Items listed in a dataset
-- -- --

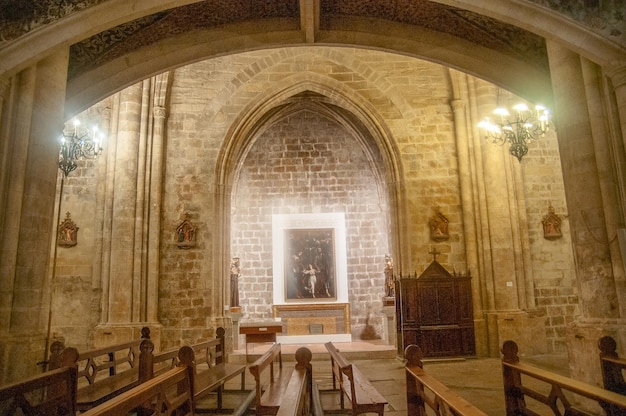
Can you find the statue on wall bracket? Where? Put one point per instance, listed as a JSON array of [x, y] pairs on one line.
[[235, 271], [390, 282], [185, 234], [551, 225], [68, 232], [438, 225]]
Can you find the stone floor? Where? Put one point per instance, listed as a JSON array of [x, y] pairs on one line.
[[478, 380]]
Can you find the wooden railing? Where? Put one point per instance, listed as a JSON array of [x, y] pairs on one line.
[[560, 392], [422, 389]]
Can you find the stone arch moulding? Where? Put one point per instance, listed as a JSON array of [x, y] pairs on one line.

-- -- --

*Try it:* An exact copy of all the lines above is required, with the pictures removed.

*Completed exercise:*
Can you find the statue on wall bracket? Where? Put one point per instance, listed as a JSON array of [x, y] pairs on one line.
[[235, 271], [390, 282], [185, 234], [551, 225], [68, 232], [438, 225]]
Can you find the stone floor? Where? Put one point per instance, listed as a JSON array of [x, y] pairs on one line.
[[478, 380]]
Can you find the wooden railing? Where? Put one point per instance, listed as a JSON array of [x, y] pairs on one line.
[[560, 392], [422, 389]]
Can you find the stone arch moulding? Where? Put one point per instance, listed as a JSON array of [x, y] pairs on one line.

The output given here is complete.